Records:

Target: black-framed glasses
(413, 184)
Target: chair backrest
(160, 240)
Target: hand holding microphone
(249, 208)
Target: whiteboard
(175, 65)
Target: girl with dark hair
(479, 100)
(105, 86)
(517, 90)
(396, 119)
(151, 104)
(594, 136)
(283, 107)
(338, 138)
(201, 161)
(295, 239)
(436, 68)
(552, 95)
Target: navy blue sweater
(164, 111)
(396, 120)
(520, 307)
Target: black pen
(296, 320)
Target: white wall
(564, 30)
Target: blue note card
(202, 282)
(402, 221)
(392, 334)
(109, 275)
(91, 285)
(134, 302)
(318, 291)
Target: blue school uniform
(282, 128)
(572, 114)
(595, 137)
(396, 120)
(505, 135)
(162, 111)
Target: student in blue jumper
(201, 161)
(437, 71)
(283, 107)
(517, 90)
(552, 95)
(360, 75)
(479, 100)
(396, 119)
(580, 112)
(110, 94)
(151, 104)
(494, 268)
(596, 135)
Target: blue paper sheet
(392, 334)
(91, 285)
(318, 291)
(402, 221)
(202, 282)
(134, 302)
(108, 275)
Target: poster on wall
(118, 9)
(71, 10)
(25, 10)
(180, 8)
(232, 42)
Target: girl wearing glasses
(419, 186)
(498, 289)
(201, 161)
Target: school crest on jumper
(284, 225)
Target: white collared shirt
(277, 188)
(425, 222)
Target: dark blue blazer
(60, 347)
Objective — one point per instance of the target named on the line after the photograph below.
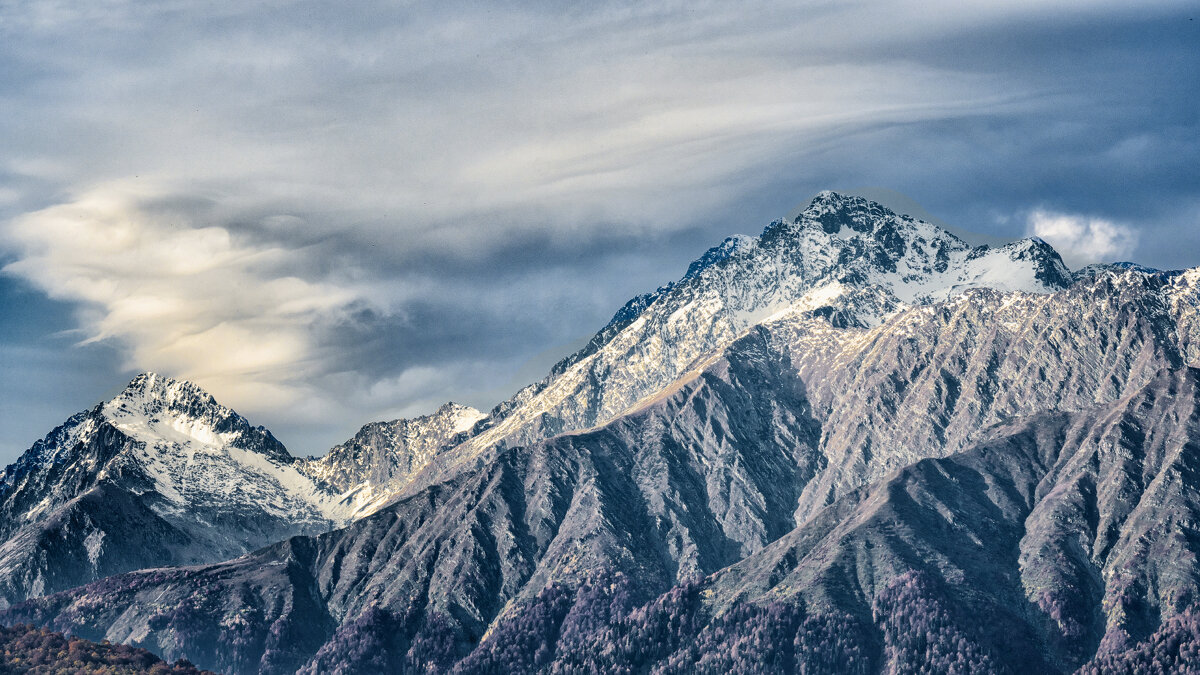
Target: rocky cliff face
(851, 444)
(375, 465)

Given problem:
Write out all of the items above word for word, without the pictures.

Response to the task:
Target: black-framed glasses
(413, 184)
Target: chair backrest
(160, 240)
Target: hand holding microphone
(249, 208)
Target: whiteboard
(175, 65)
Target: girl with dark hair
(479, 100)
(105, 86)
(517, 90)
(396, 119)
(151, 104)
(594, 136)
(283, 107)
(338, 138)
(201, 161)
(295, 239)
(436, 68)
(552, 95)
Target: navy blue sweater
(164, 111)
(396, 120)
(520, 307)
Target: black pen
(296, 320)
Target: white wall
(564, 30)
Target: blue note card
(202, 282)
(402, 221)
(392, 334)
(109, 275)
(91, 285)
(134, 302)
(318, 291)
Target: blue school uniform
(282, 128)
(572, 114)
(595, 137)
(396, 120)
(505, 135)
(162, 111)
Target: student in blue jumper
(201, 161)
(437, 71)
(283, 107)
(517, 90)
(552, 95)
(360, 75)
(479, 100)
(396, 119)
(580, 112)
(110, 94)
(151, 104)
(494, 268)
(596, 135)
Target: blue paper sheet
(392, 334)
(91, 285)
(318, 291)
(402, 221)
(202, 282)
(134, 302)
(108, 275)
Target: poster on wall
(118, 9)
(71, 10)
(25, 10)
(180, 8)
(232, 42)
Target: girl wearing glasses
(419, 186)
(498, 289)
(201, 161)
Target: school crest on jumper
(284, 225)
Target: white collared shirt
(277, 188)
(425, 222)
Target: dark blue blazer
(60, 347)
Objective — one point per instance of the target named on the line after the photograph below.
Target: rocky cliff face
(851, 444)
(375, 465)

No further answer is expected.